§ **Work to do**:
1. Using the article on politics and religion, state whether each of these statements agrees with it, answering yes or no and quoting the words of the article that decide each one. (a) The DNC's resolution was one page long. (b) In the early 1990s, more than 10 percent of Americans had no formal religious affiliation. (c) Robert Jeffress made his remarks on CNN.
2. Carry on the article on politics and religion, starting right after its final sentence.
>> START Text shown
A few weeks ago, the Democratic National Committee formally acknowledged what has been evident for quite some time: Nonreligious voters are a critical part of the party’s base. In a one-page resolution passed at its annual summer meeting, the DNC called on Democratic politicians to recognize and celebrate the contributions of nonreligious Americans, who make up one-third of Democrats. In response, Robert Jeffress, a Dallas pastor with close ties to Trump, appeared on Fox News, saying the Democrats were finally admitting they are a “godless party.”

This was hardly a new argument. Conservative Christian leaders have been repeating some version of this claim for years, and have often called on religious conservatives and Republican politicians to defend the country against a growing wave of liberal secularism. And it’s true that liberals have been leaving organized religion in high numbers over the past few decades. But blaming the Democrats, as Jeffress and others are wont to do, doesn’t capture the profound role that conservative Christian activists have played in transforming the country’s religious landscape, and the role they appear to have played in liberals’ rejection of organized religion.

Researchers haven’t found a comprehensive explanation for why the number of religiously unaffiliated Americans has increased over the past few years — the shift is too large and too complex. But a recent swell of social science research suggests that even if politics wasn’t the sole culprit, it was an important contributor. “Politics can drive whether you identify with a faith, how strongly you identify with that faith, and how religious you are,” said Michele Margolis, a political science professor at the University of Pennsylvania and the author of “From Politics to the Pews: How Partisanship and the Political Environment Shape Religious Identity.” “And some people on the left are falling away from religion because they see it as so wrapped up with Republican politics.”

Liberal Americans are less religious than they used to be

Over the course of a single generation, the country has gotten a lot less religious. As recently as the early 1990s, less than 10 percent of Americans lacked a formal religious affiliation, and liberals weren’t all that much likelier to be nonreligious than the public overall. Today, however, nearly one in four Americans are religiously unaffiliated. That includes almost 40 percent of liberals — up from 12 percent in 1990, according to the 2018 General Social Survey.1 The share of conservatives and moderates who have no religion, meanwhile, has risen less dramatically.
>> END Text shown
>> START Collected material
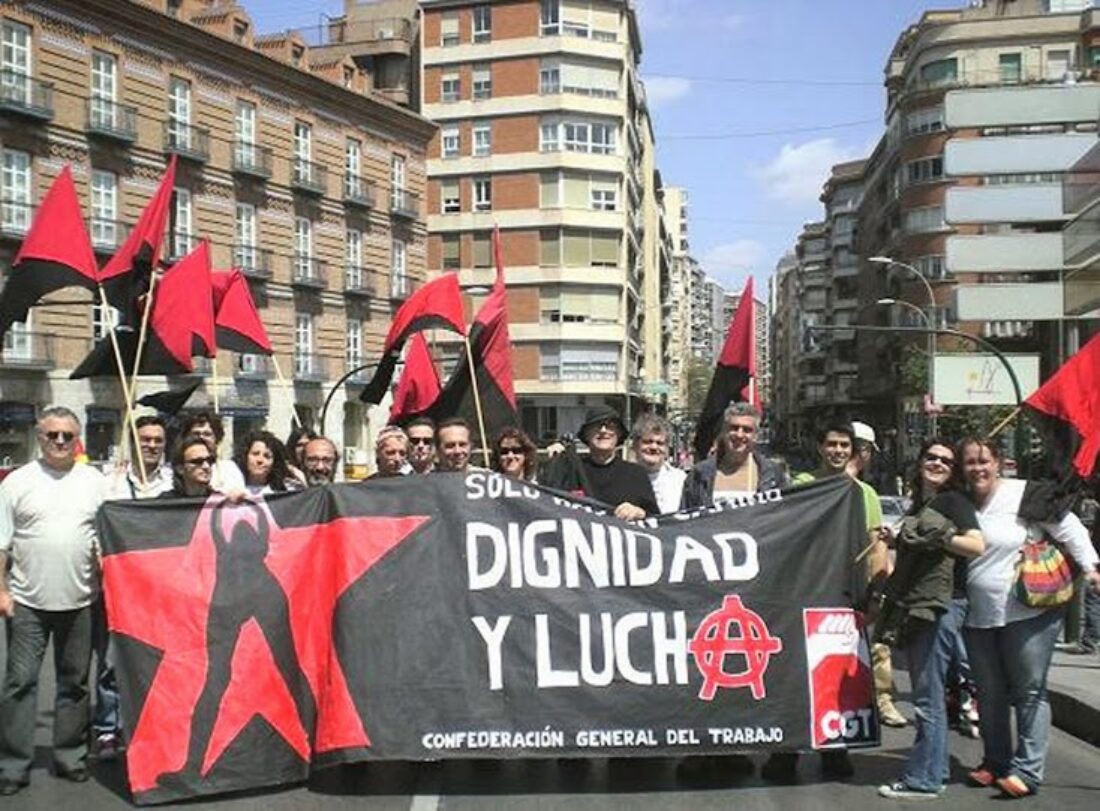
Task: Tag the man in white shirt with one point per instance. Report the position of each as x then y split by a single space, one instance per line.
650 444
47 529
>> END Collected material
§ **Answers in order**:
1.
(a) Yes: "In a one-page resolution passed at its annual summer meeting"
(b) No: "less than 10 percent of Americans lacked a formal religious affiliation"
(c) No: "appeared on Fox News"

2.
The result is that today, most people’s political ideology is more tightly tethered to their religious identity. The overlap is far from complete — there are still some secular conservatives and even more religious liberals. In fact, the majority of Democratic voters are religiously affiliated. But the more liberal you are, the less likely you are to belong to a faith; whereas if you’re conservative, you’re more likely to say you’re religious.

To be sure, religious belief and practice can still exist without a label. Many people who are religiously unaffiliated still believe in God, or slip back into the pews a few times a year. But liberals are also cutting ties with religious institutions — since 1990, the share of liberals who never attend religious services has tripled. And they’re less likely to believe in God: The percentage of liberals who say they know God exists fell from 53 percent in 1991 to 36 percent in 2018.

Politics is shaping how some liberals think about religion

At first, it wasn’t clear why so many Americans were losing their faith — and of the available explanations, politics wasn’t high on the list. After all, there are lots of reasons why any individual person would stop attending church that have nothing to do with politics. A church scandal might spark a crisis of faith. You might begin to view a religion’s hierarchies or rules as antiquated, restrictive or irrelevant to your life. You might not have been that religious to begin with.

Social scientists were initially reluctant to entertain the idea that a political backlash was somehow responsible, because it challenged long-standing assumptions about how flexible our religious identities really are. Even now, the idea that partisanship could shape something as personal and profound as our relationship with God might seem radical, or maybe even a little offensive.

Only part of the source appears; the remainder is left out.